= GOAL OF THE EXERCISE =
Scale every pixel coordinate in the answers by 1.5, rounding to whole numbers with halves rounded up, and write out all the records below again, requests included, with the new coordinates. Leave the pictures out.
------------------------------
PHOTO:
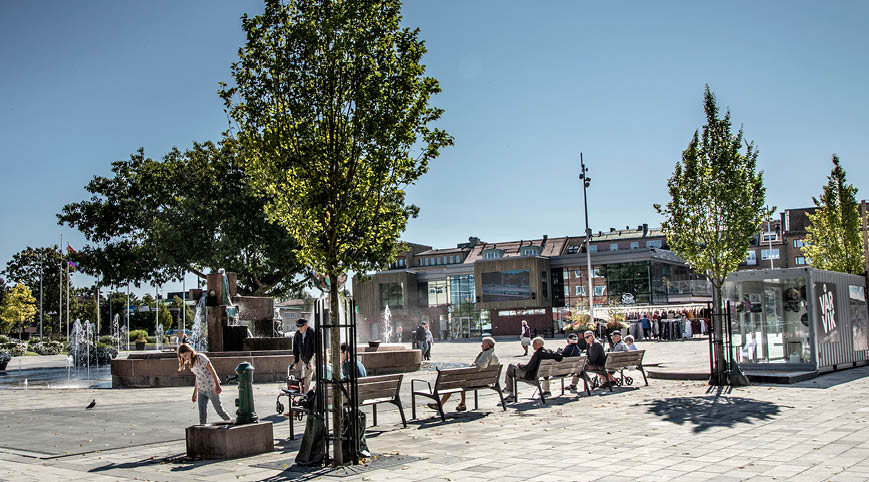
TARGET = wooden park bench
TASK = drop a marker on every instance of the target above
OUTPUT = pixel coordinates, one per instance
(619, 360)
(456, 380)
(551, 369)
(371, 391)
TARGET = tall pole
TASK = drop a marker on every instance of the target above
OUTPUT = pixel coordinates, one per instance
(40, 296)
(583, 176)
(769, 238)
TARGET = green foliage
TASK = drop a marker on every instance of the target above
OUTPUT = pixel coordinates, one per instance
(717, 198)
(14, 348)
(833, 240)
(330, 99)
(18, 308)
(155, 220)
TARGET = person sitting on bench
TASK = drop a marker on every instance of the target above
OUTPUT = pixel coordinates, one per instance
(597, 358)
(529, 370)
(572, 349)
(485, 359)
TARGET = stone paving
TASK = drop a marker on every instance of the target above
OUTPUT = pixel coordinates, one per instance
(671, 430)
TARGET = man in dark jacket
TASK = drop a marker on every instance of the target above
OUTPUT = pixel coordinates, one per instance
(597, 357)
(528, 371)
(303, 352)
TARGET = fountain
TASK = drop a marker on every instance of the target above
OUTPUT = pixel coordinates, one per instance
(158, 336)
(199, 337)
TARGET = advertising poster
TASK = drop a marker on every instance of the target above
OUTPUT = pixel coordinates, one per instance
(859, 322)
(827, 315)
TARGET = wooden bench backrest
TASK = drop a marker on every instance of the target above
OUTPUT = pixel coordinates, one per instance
------------------------------
= FINISHED EXERCISE =
PHOTO:
TARGET = wooden park bench
TASK = drop a marker on every instance of the target above
OUTPUT = pixel coordinates, one per instance
(929, 540)
(684, 570)
(827, 554)
(557, 587)
TARGET = tall pole
TASK = drop a marker on every instance of the target above
OUTPUT = pixel coordinates, one per instance
(60, 444)
(875, 264)
(1154, 357)
TARGET = green foliage
TASK = drop a marker on every instance of the target above
OUTPUT = pixel coordinates, one per instance
(1076, 297)
(21, 522)
(1250, 360)
(495, 149)
(27, 462)
(233, 330)
TARGET = person sitting on bench
TASK = drop a marker on every instance of the target above
OUTPUT = pixel coordinates, one per instance
(896, 537)
(794, 555)
(858, 524)
(728, 539)
TARGET = stone paving
TASK = drop a marker on every instance of the target above
OUTPUT = pixel coordinates, one per instance
(1007, 645)
TARGET = man in dark jacket
TASK = drop a marker on every instance of the target above
OUTPUT = pixel coordinates, one per instance
(896, 536)
(792, 557)
(455, 528)
TARGET = fountain
TASK = drop a marker on every instance of the target above
OUTPUT = pixel coordinates, one per instance
(237, 504)
(299, 506)
TARGET = advertising poster
TASK = drop a marker on every instance of the target above
OUTPUT = pixel coordinates, one per instance
(1289, 483)
(1241, 473)
TARGET = wooden bench backrest
TASK = drop a marker on every instance of the target above
OUTPUT = pixel coordinates, one per instance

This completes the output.